• Stored records:
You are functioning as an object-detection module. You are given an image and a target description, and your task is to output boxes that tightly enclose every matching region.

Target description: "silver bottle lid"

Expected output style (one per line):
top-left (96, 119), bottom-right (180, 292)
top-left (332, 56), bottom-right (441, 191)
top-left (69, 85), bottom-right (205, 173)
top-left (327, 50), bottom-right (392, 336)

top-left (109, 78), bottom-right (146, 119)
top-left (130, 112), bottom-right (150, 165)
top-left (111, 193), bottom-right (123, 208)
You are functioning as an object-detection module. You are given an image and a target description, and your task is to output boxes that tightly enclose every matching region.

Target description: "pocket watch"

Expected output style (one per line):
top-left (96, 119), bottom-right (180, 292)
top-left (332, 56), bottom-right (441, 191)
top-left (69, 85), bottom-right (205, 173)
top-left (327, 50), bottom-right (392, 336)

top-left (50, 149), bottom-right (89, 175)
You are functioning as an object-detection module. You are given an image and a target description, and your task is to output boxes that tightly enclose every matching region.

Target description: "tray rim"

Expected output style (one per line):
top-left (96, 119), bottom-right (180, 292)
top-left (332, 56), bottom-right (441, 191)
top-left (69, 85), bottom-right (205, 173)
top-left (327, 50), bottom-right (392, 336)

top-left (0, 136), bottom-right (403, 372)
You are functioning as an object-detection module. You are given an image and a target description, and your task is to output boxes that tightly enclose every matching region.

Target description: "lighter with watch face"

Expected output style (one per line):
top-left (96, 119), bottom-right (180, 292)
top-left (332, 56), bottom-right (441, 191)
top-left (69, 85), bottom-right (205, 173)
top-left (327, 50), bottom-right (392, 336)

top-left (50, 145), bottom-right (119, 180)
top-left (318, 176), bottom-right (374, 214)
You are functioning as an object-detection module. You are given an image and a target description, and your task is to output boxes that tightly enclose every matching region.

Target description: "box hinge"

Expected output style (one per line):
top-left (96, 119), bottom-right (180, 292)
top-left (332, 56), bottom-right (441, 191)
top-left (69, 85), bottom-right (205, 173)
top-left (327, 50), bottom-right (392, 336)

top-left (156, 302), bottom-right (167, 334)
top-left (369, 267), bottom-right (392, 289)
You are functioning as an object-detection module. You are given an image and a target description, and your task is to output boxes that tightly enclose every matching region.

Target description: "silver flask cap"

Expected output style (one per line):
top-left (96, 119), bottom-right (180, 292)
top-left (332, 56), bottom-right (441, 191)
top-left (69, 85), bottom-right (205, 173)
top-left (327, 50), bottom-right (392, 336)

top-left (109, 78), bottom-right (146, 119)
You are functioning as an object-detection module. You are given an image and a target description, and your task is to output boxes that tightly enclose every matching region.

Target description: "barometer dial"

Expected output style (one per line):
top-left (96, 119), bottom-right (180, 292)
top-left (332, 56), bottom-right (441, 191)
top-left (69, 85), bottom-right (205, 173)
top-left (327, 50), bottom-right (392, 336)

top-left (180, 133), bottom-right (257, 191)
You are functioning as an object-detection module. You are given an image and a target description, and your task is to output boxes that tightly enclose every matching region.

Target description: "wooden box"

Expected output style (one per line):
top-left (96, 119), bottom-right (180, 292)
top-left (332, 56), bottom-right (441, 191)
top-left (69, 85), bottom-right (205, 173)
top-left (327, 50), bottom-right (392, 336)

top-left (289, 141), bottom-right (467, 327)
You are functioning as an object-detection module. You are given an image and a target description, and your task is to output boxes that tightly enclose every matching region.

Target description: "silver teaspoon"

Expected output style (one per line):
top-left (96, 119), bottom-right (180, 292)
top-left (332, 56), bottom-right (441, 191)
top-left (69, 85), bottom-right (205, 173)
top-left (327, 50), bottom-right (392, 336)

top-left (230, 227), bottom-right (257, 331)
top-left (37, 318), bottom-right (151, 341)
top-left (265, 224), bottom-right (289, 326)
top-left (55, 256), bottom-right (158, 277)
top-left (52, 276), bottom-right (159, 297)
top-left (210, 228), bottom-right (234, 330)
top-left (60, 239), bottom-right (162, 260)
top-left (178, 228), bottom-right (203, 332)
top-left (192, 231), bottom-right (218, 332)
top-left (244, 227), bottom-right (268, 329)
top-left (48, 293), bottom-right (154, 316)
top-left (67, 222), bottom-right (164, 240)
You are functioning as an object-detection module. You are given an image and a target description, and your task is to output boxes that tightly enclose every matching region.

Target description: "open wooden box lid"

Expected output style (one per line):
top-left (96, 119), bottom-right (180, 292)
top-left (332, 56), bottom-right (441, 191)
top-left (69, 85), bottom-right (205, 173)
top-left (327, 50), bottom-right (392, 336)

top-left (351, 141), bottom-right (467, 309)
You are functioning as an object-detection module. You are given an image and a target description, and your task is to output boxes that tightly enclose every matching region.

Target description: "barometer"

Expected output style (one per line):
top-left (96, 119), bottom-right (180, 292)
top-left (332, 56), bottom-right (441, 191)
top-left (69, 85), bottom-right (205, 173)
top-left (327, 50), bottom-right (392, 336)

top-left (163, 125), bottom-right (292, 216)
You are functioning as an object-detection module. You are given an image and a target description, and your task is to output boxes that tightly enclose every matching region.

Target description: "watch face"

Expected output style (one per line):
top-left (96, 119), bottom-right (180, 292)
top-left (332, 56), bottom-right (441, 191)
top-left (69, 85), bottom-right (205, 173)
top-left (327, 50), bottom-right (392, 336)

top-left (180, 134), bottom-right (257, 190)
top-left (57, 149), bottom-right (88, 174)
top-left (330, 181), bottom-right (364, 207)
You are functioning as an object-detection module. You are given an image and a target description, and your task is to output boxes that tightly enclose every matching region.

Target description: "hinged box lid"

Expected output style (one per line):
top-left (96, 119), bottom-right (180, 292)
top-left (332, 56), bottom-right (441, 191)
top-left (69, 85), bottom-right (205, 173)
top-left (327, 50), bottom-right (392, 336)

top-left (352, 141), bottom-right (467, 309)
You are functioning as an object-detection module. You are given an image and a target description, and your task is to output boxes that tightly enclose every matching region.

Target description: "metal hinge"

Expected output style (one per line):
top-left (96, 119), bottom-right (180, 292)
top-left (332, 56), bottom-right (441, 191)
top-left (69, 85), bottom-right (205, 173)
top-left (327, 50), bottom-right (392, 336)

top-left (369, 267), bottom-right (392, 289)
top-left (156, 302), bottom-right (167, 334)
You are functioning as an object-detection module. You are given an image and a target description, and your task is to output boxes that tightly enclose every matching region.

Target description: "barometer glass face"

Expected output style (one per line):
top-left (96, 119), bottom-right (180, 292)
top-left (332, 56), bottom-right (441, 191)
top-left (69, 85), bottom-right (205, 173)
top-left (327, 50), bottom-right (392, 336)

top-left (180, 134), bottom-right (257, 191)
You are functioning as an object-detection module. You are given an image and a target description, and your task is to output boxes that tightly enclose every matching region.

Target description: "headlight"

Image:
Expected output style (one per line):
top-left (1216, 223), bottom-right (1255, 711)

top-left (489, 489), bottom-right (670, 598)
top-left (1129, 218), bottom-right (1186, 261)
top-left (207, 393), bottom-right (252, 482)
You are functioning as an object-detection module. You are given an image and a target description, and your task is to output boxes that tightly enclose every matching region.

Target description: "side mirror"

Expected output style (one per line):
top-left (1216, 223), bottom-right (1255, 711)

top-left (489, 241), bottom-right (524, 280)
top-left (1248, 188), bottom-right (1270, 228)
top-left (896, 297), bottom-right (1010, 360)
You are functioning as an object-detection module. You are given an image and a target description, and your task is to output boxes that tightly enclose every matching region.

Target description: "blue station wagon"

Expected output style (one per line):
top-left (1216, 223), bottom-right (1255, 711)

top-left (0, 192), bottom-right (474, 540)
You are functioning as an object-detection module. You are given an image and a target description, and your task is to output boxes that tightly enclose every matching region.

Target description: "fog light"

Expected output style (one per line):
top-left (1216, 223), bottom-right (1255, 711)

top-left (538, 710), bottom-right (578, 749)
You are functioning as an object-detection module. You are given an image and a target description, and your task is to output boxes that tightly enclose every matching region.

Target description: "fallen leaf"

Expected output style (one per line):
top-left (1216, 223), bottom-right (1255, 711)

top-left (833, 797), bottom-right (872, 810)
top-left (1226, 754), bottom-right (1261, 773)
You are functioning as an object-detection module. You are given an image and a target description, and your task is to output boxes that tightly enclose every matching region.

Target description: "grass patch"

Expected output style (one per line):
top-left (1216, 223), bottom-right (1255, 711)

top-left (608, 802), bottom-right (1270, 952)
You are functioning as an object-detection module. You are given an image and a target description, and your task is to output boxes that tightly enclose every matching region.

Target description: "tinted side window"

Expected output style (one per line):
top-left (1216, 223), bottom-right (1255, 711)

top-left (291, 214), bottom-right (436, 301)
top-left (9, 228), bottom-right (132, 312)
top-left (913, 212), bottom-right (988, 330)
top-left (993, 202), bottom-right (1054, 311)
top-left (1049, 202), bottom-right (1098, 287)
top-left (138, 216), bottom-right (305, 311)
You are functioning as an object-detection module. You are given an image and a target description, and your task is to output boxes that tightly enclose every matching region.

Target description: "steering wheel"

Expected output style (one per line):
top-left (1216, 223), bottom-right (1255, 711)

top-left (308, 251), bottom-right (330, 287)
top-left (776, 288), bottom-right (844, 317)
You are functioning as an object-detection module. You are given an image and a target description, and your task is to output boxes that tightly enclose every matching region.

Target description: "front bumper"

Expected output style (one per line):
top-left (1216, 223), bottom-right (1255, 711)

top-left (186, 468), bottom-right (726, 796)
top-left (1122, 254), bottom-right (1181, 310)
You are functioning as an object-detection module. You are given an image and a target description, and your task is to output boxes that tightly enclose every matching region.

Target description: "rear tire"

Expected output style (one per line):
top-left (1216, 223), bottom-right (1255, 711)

• Direction: Gather every line of the material above that contains the word "watch" and reproduce each such line in full.

• Correct answer:
Target description: "pocket watch"
Target description: "lighter with watch face"
Target description: "watch face"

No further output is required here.